*Your instructions*:
Extract every line of the records below that contains the string "provide", with case-sensitive matching.

*Dataset entries*:
================
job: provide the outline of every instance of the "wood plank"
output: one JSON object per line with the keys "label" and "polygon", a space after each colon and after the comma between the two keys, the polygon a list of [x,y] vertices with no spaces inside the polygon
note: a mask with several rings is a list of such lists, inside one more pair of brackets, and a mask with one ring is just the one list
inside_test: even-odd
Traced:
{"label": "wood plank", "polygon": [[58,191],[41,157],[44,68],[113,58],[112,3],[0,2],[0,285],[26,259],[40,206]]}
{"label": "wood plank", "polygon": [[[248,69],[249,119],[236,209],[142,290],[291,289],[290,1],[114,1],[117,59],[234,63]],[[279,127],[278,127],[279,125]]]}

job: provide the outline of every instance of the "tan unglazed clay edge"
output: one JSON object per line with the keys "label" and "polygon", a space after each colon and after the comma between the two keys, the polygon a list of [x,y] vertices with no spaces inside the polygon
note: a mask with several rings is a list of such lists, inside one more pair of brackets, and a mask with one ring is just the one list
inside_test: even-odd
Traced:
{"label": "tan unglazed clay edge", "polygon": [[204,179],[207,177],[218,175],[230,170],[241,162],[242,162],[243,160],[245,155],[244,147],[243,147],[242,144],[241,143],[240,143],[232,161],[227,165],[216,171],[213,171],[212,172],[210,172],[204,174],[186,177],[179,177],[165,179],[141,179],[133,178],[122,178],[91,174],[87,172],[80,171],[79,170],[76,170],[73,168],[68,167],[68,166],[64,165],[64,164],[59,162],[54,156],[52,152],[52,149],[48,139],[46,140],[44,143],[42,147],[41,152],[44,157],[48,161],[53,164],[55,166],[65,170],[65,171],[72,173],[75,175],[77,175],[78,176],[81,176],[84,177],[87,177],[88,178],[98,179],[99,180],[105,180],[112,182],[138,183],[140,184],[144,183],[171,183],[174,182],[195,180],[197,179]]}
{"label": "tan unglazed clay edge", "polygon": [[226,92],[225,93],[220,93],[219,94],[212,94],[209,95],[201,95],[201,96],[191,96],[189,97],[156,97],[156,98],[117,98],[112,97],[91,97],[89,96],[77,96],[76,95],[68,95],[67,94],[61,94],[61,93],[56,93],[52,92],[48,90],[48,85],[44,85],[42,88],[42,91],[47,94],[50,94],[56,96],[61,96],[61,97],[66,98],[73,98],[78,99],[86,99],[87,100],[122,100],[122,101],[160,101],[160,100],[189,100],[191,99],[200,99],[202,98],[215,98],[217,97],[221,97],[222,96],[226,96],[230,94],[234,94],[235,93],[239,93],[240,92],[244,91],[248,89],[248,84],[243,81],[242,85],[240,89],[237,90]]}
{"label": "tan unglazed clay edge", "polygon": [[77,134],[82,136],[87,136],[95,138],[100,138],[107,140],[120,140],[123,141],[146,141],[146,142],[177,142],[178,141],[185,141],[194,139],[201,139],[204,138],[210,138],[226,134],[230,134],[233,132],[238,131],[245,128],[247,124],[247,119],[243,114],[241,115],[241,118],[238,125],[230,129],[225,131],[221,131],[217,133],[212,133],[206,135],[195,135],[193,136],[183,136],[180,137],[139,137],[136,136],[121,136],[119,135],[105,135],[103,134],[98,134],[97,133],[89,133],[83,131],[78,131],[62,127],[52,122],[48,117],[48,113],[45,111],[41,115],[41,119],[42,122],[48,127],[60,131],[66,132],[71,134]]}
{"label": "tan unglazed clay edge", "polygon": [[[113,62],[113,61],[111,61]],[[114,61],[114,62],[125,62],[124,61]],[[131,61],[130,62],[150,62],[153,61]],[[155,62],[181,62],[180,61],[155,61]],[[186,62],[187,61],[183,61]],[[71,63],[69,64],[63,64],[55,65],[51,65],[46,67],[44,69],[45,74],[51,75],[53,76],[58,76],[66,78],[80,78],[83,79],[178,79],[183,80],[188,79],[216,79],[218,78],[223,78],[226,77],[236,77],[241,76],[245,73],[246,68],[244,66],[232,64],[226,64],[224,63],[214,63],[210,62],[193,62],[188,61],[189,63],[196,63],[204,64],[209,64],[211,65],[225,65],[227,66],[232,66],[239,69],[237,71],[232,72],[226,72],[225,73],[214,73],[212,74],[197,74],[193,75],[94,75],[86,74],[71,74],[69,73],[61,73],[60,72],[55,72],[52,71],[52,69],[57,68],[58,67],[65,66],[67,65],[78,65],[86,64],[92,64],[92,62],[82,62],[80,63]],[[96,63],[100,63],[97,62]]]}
================
*In response*:
job: provide the outline of every instance of the "wood plank"
job: provide the outline of every instance of the "tan unglazed clay edge"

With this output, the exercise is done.